◆ Data entries
====

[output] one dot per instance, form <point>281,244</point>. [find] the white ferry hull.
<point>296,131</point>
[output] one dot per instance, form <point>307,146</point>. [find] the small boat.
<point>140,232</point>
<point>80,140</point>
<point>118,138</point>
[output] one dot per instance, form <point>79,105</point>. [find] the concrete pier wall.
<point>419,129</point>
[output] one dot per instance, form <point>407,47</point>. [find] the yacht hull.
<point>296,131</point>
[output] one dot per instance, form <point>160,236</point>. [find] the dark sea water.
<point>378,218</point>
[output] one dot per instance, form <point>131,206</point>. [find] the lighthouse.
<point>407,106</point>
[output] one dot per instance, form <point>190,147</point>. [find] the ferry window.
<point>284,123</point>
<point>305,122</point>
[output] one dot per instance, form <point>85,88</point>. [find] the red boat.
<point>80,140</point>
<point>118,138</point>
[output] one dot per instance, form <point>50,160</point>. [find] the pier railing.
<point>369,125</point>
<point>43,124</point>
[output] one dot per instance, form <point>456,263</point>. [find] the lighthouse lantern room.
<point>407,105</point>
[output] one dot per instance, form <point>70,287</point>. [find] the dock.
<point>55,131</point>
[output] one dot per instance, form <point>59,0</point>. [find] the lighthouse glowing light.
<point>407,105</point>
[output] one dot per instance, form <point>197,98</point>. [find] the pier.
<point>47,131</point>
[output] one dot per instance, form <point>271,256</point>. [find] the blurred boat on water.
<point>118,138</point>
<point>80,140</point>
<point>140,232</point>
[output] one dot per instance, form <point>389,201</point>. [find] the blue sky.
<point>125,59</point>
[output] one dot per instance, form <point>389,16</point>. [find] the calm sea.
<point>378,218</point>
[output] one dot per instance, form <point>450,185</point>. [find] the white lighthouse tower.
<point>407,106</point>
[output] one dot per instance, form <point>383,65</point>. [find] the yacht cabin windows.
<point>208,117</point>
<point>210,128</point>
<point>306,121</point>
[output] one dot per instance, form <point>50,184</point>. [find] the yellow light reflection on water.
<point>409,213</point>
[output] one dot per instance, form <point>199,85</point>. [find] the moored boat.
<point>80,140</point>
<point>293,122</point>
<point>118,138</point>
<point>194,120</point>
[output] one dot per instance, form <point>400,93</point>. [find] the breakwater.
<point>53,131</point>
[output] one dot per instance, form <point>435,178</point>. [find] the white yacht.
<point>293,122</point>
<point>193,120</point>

====

◆ Aim
Convert the items above into a JSON list of strings, with one string for each line and blank lines left out.

◆ Result of the exercise
[
  "[output] one dot per instance, form <point>281,244</point>. [find] the white ferry hull.",
  "<point>296,131</point>",
  "[output] one dot per instance, form <point>307,146</point>. [find] the small boat.",
  "<point>140,232</point>",
  "<point>80,140</point>",
  "<point>118,138</point>",
  "[output] one dot per instance, form <point>79,105</point>. [find] the concrete pier wall.",
  "<point>419,129</point>",
  "[output] one dot per instance, form <point>407,47</point>. [find] the yacht hull.",
  "<point>296,131</point>",
  "[output] one dot per instance, form <point>160,236</point>. [find] the dark sea water.",
  "<point>378,218</point>",
  "[output] one dot per instance, form <point>131,206</point>. [find] the lighthouse.",
  "<point>407,106</point>",
  "[output] one dot per instance, form <point>190,147</point>. [find] the ferry window.",
  "<point>284,123</point>",
  "<point>305,122</point>",
  "[output] one dot per instance, form <point>85,88</point>. [find] the red boat.",
  "<point>80,140</point>",
  "<point>118,138</point>",
  "[output] one dot per instance, form <point>50,160</point>. [find] the pier railing.",
  "<point>369,125</point>",
  "<point>43,124</point>",
  "[output] one dot per instance, form <point>456,263</point>. [find] the lighthouse lantern room.",
  "<point>407,105</point>",
  "[output] one dot per instance, form <point>70,287</point>. [find] the dock.",
  "<point>55,131</point>",
  "[output] one dot per instance, form <point>59,0</point>. [find] the lighthouse glowing light.",
  "<point>407,105</point>",
  "[output] one dot per instance, form <point>197,98</point>. [find] the pier.",
  "<point>47,131</point>",
  "[output] one dot per instance, form <point>271,256</point>. [find] the blurred boat on water.",
  "<point>118,138</point>",
  "<point>80,140</point>",
  "<point>140,232</point>",
  "[output] one dot per instance, form <point>389,201</point>. [find] the blue sky.",
  "<point>125,59</point>",
  "[output] one dot per instance, form <point>389,16</point>. [find] the calm sea.",
  "<point>378,218</point>",
  "[output] one dot per instance, form <point>450,185</point>. [find] the white lighthouse tower.",
  "<point>407,106</point>",
  "[output] one dot per instance, form <point>383,65</point>. [find] the yacht cabin windows.",
  "<point>208,117</point>",
  "<point>210,128</point>",
  "<point>306,121</point>",
  "[output] one dot per instance, form <point>50,184</point>. [find] the yellow light reflection on water.",
  "<point>409,213</point>",
  "[output] one dot per instance, form <point>199,85</point>. [find] the moored boat.",
  "<point>80,140</point>",
  "<point>293,122</point>",
  "<point>118,138</point>",
  "<point>194,120</point>",
  "[output] one dot per instance, form <point>400,93</point>. [find] the breakwater.",
  "<point>53,131</point>",
  "[output] one dot per instance, form <point>435,178</point>. [find] the white yacht.",
  "<point>293,122</point>",
  "<point>193,120</point>"
]